-- START OF Excerpt to read --

# Guns and Dogs- a theory



## gonedoggin (Mar 20, 2008)

It's always fun to argue over the best breed of dog for this or that. I think our choices say something about our personality. I've got a theory that I can predict the type of shotgun you use (or at least lust for) by the type of dog you have. For example:

Labrador: You are probably a pump gun man. You appreciate efficiency and performance. You might also favor an autoloader for lower recoil.

Chesapeake: You're likely the proud owner of a 3 ½ mag. Probably a Black Eagle. You want the job done and you're not screwing around.

Pointer: You favor a fast handling auto like a Remington 1100 or Benelli Montefeltro. You want the efficiency of a repeater on the covey rise.

Setter: SxS double, straight stocked, classic. (if you can afford it) You care more about "how" you hunt than "how many" you bag.

Springer: O/U double. You use the same gun for almost all your hunting and you shoot the same style at least at targets.

So how'd I do? Any exceptions or additions?


----------



## Chaws (Oct 12, 2007)

Got me pegged, Lab owner shooting a trusty Winchester 12ga 1300 with synthetic stock  Considering a Lanber O/U though, ever more simplicity.


----------



## USAlx50 (Nov 30, 2004)

well most serious waterfowlers still have labradors.. and 3.5" autos :beer:


----------



## lecub (Mar 14, 2003)

ok got me Berreta 682 main carry, but I do a Merkel sxs when doing traditional english hunts


----------



## G.Setter (Apr 2, 2008)

You came pretty close, I am a Setter man with a O/U--however is does have a straight stock--


----------



## whitehorse (Jan 28, 2008)

right on...

lab with a pump, but also an auto loader for just that, lessened recoil... amazing

efficient?? couldn't discribe me any better haha


----------



## Bobm (Aug 26, 2003)

pointers and setter should of been in the same section.


----------



## gonedoggin (Mar 20, 2008)

Bobm said:


> pointers and setter should of been in the same section.


I don't think so. The pointer man is more about efficiency while the setter man values style most. The guy who runs both breeds falls into the setter type.

-- END OF Excerpt to read --

### Direction
Continue the forum thread above about matching dog breeds to shotguns, starting right after its last post.

-- START OF Data lines --

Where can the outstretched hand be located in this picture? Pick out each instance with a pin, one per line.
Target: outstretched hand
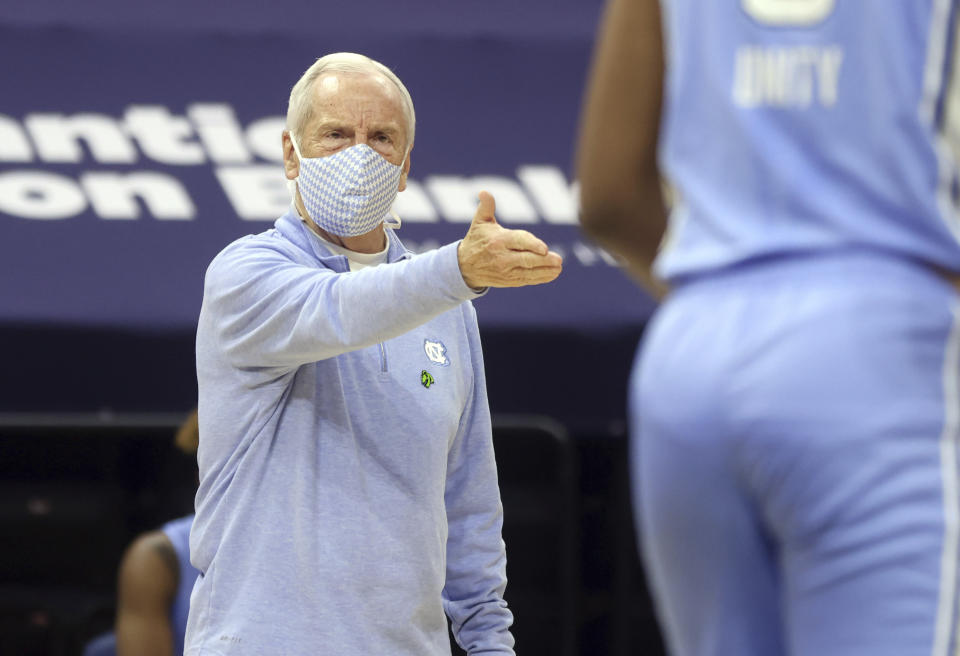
(493, 256)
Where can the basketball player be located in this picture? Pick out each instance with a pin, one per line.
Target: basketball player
(794, 406)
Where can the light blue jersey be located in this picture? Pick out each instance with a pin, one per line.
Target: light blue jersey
(795, 408)
(755, 88)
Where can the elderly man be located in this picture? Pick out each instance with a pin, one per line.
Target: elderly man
(348, 492)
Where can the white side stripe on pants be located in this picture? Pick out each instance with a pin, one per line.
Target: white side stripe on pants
(951, 502)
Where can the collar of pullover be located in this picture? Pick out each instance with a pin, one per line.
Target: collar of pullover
(291, 226)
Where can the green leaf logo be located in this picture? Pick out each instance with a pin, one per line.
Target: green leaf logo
(426, 379)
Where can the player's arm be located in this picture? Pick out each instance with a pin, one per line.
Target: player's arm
(149, 574)
(622, 205)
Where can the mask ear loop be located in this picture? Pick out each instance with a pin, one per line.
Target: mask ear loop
(393, 221)
(293, 185)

-- END OF Data lines --

### Result
----------



## Wes (Aug 1, 2006)

OK you got me...Drahthaar and Montefeltro.  Wes


----------



## honkerslayr (Dec 14, 2006)

Got me ----a lab man, I own a pump, But in addition you should add 3 1/2 inch to the mix then it's perfect.


----------



## gonehuntin' (Jul 27, 2006)

Pretty darn close.


----------



## goldhunter470 (Feb 25, 2005)

Chessie and I *used* to have a 3 1/2" Goldhunter til the thing turned out to be a giant piece! So now I'm back to the ever trusty, slightly rusty 3" pump.


----------



## kgpcr (Sep 2, 2006)

Hunting with a tie on?? i think thats a hoot. Personaly i would not get caught dead all duded up like that LOL. To each his own and i mean no disrespect.


----------



## hunt4P&amp;Y (Sep 23, 2004)

2 English Setters and Chesi Pointer cross. Guns?? Pump BPS, Frachi O/U, and SBEII


----------



## tabes (Apr 11, 2006)

I OWN AND HUNT WITH 4 FIELD BRED SPRINGER SPANIELS BENELLI SUPER BLACK EAGLE ALL THE WAY


----------



## wirenut (Dec 1, 2005)

Pretty close, GWP and a 21" barreled Montefeltro.


----------



## jwdinius1 (Dec 14, 2006)

pegged me!! choc. lab and the ever trustworthy 870 super mag!!


----------



## kgpcr (Sep 2, 2006)

Chocolate pointing lab and an ithaca model 37


----------



## G.Setter (Apr 2, 2008)

gonedoggin said:


> Bobm said:
> 
> 
> > pointers and setter should of been in the same section.


I don't think so. The pointer man is more about efficiency while the setter man values style most. The guy who runs both breeds falls into the setter type.[/quote

I think both Setter and pointer folks probibily value both (style and efficiency) based on the type of dog they have leaned towards and how they have seen that dog breed react under hunting conditions.


----------



## stonebroke (Dec 16, 2004)

Hmmm.... I have Springers and Chessies and hunt with an old Western Field 20 gauge double barrel side by side that my cousin gave me a long time ago.... Probably cost $50 brand new, but it feels right when I shoot it and I only miss 50% of the time instead of 80% when I shoot my old Wincester Model 97 12 gauge pump. :beer:


----------



## huntingdude16 (Jul 17, 2007)

I'm a chessy guy and shooting a 20ga SxS.


----------



## Gordon Guy (Jul 23, 2007)

I have 3 Setters and 2 SXS's and 2 O/U's, 2 with straight or english stocks


----------



## rowdie (Jan 19, 2005)

Close....I have 2 springers and shoot a side by side, double triggers.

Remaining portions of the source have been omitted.